**AIM:** Return every line of the listing below word for word, leaving out the pictures.

**MATERIAL FOR THIS TASK:**
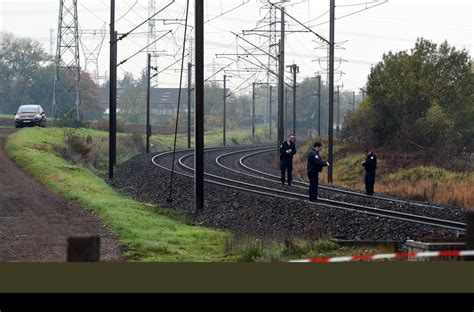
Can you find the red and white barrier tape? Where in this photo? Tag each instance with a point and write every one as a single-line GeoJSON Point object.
{"type": "Point", "coordinates": [393, 256]}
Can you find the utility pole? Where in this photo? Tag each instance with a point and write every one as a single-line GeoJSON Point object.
{"type": "Point", "coordinates": [148, 82]}
{"type": "Point", "coordinates": [112, 92]}
{"type": "Point", "coordinates": [190, 73]}
{"type": "Point", "coordinates": [270, 108]}
{"type": "Point", "coordinates": [199, 107]}
{"type": "Point", "coordinates": [353, 100]}
{"type": "Point", "coordinates": [224, 98]}
{"type": "Point", "coordinates": [338, 112]}
{"type": "Point", "coordinates": [66, 96]}
{"type": "Point", "coordinates": [281, 80]}
{"type": "Point", "coordinates": [319, 105]}
{"type": "Point", "coordinates": [294, 69]}
{"type": "Point", "coordinates": [253, 110]}
{"type": "Point", "coordinates": [331, 88]}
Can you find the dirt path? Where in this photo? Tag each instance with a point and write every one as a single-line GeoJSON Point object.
{"type": "Point", "coordinates": [35, 222]}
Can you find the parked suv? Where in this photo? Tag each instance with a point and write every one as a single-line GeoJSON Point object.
{"type": "Point", "coordinates": [30, 115]}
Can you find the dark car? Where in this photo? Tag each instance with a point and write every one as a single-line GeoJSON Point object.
{"type": "Point", "coordinates": [30, 115]}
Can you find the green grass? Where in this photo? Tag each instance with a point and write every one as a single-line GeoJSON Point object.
{"type": "Point", "coordinates": [148, 233]}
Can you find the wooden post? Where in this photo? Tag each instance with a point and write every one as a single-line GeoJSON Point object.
{"type": "Point", "coordinates": [83, 249]}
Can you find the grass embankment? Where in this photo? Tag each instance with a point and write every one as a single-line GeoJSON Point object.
{"type": "Point", "coordinates": [427, 183]}
{"type": "Point", "coordinates": [148, 233]}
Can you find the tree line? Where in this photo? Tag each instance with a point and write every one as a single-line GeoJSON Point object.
{"type": "Point", "coordinates": [417, 99]}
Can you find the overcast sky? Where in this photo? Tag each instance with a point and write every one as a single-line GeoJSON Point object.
{"type": "Point", "coordinates": [363, 36]}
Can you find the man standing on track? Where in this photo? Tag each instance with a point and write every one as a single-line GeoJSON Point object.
{"type": "Point", "coordinates": [287, 150]}
{"type": "Point", "coordinates": [370, 164]}
{"type": "Point", "coordinates": [314, 167]}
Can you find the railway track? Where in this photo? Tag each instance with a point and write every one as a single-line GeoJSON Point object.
{"type": "Point", "coordinates": [186, 170]}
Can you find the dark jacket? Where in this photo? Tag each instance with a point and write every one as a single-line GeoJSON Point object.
{"type": "Point", "coordinates": [370, 163]}
{"type": "Point", "coordinates": [286, 146]}
{"type": "Point", "coordinates": [315, 163]}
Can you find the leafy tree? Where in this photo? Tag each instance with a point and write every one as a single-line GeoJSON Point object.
{"type": "Point", "coordinates": [413, 93]}
{"type": "Point", "coordinates": [27, 76]}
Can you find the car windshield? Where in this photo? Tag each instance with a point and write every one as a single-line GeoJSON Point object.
{"type": "Point", "coordinates": [28, 109]}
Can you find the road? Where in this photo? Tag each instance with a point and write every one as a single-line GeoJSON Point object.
{"type": "Point", "coordinates": [35, 222]}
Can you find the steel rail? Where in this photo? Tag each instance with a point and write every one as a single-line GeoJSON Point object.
{"type": "Point", "coordinates": [261, 190]}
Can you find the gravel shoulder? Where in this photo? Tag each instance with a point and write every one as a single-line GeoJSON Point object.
{"type": "Point", "coordinates": [35, 223]}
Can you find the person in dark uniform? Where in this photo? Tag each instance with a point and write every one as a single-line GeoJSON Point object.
{"type": "Point", "coordinates": [314, 167]}
{"type": "Point", "coordinates": [370, 164]}
{"type": "Point", "coordinates": [287, 150]}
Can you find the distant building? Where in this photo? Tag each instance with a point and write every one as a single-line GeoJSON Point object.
{"type": "Point", "coordinates": [163, 101]}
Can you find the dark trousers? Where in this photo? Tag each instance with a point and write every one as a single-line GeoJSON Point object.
{"type": "Point", "coordinates": [369, 182]}
{"type": "Point", "coordinates": [313, 184]}
{"type": "Point", "coordinates": [286, 165]}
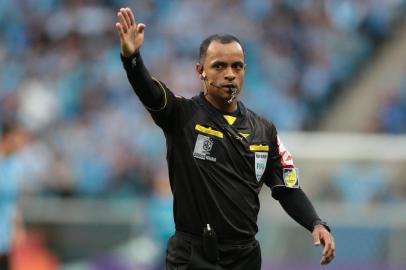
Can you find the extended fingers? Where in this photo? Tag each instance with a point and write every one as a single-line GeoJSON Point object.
{"type": "Point", "coordinates": [329, 248]}
{"type": "Point", "coordinates": [120, 30]}
{"type": "Point", "coordinates": [123, 22]}
{"type": "Point", "coordinates": [127, 17]}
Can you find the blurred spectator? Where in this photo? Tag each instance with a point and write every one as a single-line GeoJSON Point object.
{"type": "Point", "coordinates": [392, 114]}
{"type": "Point", "coordinates": [12, 171]}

**PROBLEM SOLUTION:**
Can you find the red and white barrier tape? Where in this photo? Tag each instance with a point and write every one as a single-line GeoJSON Point object.
{"type": "Point", "coordinates": [393, 256]}
Can you find the utility pole? Where in this photo? Tag each instance with a point and write every one as a single-line GeoJSON Point object.
{"type": "Point", "coordinates": [148, 82]}
{"type": "Point", "coordinates": [112, 92]}
{"type": "Point", "coordinates": [190, 73]}
{"type": "Point", "coordinates": [270, 108]}
{"type": "Point", "coordinates": [199, 107]}
{"type": "Point", "coordinates": [353, 100]}
{"type": "Point", "coordinates": [224, 98]}
{"type": "Point", "coordinates": [338, 112]}
{"type": "Point", "coordinates": [66, 96]}
{"type": "Point", "coordinates": [281, 80]}
{"type": "Point", "coordinates": [319, 105]}
{"type": "Point", "coordinates": [294, 69]}
{"type": "Point", "coordinates": [253, 110]}
{"type": "Point", "coordinates": [331, 88]}
Can you find the dirt path? Where in this photo? Tag each instance with a point and write every one as a single-line GeoJSON Point object.
{"type": "Point", "coordinates": [35, 222]}
Can you find the parked suv? Where in this photo? Tag each instance with a point and write every one as a single-line GeoJSON Point object.
{"type": "Point", "coordinates": [30, 115]}
Can you find the dark car? Where in this photo? Tag each instance with a point and write every one as a single-line GeoJSON Point object.
{"type": "Point", "coordinates": [30, 115]}
Can you find the green grass? Where in this photo? Tag each instance with a point and write every one as a single-line GeoJSON Point object.
{"type": "Point", "coordinates": [148, 233]}
Can you find the wooden post? Where in this photo? Tag each instance with a point and write every one as a single-line GeoJSON Point object.
{"type": "Point", "coordinates": [83, 249]}
Can you find the grass embankment? Where in this photo? Tag each instance with a point and write every one as a single-line GeoJSON Point object.
{"type": "Point", "coordinates": [427, 183]}
{"type": "Point", "coordinates": [148, 233]}
Can you find the tree line? Where in this photo? Tag each instance with a point and write every one as a single-line GeoJSON Point object.
{"type": "Point", "coordinates": [417, 99]}
Can you find the overcast sky? Where in this photo? Tag each instance with a point and write every one as a single-line GeoJSON Point object.
{"type": "Point", "coordinates": [363, 36]}
Can you find the man standing on track? Where in this photo? Tag each instance with a point and write every one as a single-line GeoJSON Point object.
{"type": "Point", "coordinates": [287, 150]}
{"type": "Point", "coordinates": [370, 164]}
{"type": "Point", "coordinates": [314, 167]}
Can you find the railway track? Where in this photo? Tag each instance with a point and write every one as a single-line GeoJSON Point object.
{"type": "Point", "coordinates": [186, 170]}
Can you find the dark jacket? Where in this photo? Tag each instance with a point and write every one as a single-line GeoJSON Point object.
{"type": "Point", "coordinates": [370, 163]}
{"type": "Point", "coordinates": [286, 146]}
{"type": "Point", "coordinates": [315, 163]}
Can you find the leafy tree? Where in this photo? Tag each instance with a point and write every one as a single-line GeoJSON Point object.
{"type": "Point", "coordinates": [413, 93]}
{"type": "Point", "coordinates": [27, 76]}
Can you find the car windshield? Where in this photo? Tag each instance with a point and write every one as a single-line GeoJSON Point object.
{"type": "Point", "coordinates": [28, 109]}
Can you find the road? Where in this photo? Tag each instance with a point and write every one as a single-line GeoJSON Point object.
{"type": "Point", "coordinates": [35, 222]}
Can you find the steel rail? Where in this photo? Tag each instance with a point and write every one as a single-line GeoJSON Point object.
{"type": "Point", "coordinates": [261, 190]}
Can you find the gravel shoulder? Where in this photo? Tag each instance with a point and write every one as a single-line GeoJSON Point object.
{"type": "Point", "coordinates": [35, 223]}
Can you find the person in dark uniform? Where in this photo? Tag each instance with a point and write every one as a single-line GeoJSON Point object.
{"type": "Point", "coordinates": [314, 167]}
{"type": "Point", "coordinates": [370, 164]}
{"type": "Point", "coordinates": [287, 150]}
Can you find the distant building? Where in this photo? Tag each instance with a point and write every one as a single-line GeoJSON Point object.
{"type": "Point", "coordinates": [163, 101]}
Can you find the dark trousers? Where in this photo? Tag each instance with a point and write every one as a single-line GeoJSON Point object.
{"type": "Point", "coordinates": [369, 182]}
{"type": "Point", "coordinates": [313, 184]}
{"type": "Point", "coordinates": [286, 165]}
Can you find the extended fingers? Where in this photo? Tag each instance with a point and write every one as a single-line GeoJSON Point object.
{"type": "Point", "coordinates": [329, 248]}
{"type": "Point", "coordinates": [120, 30]}
{"type": "Point", "coordinates": [123, 22]}
{"type": "Point", "coordinates": [127, 17]}
Can you find the blurred spectator? Where in this photo? Tag each instance with a point and write every one as a single-line GeoJSON Point object.
{"type": "Point", "coordinates": [392, 114]}
{"type": "Point", "coordinates": [12, 171]}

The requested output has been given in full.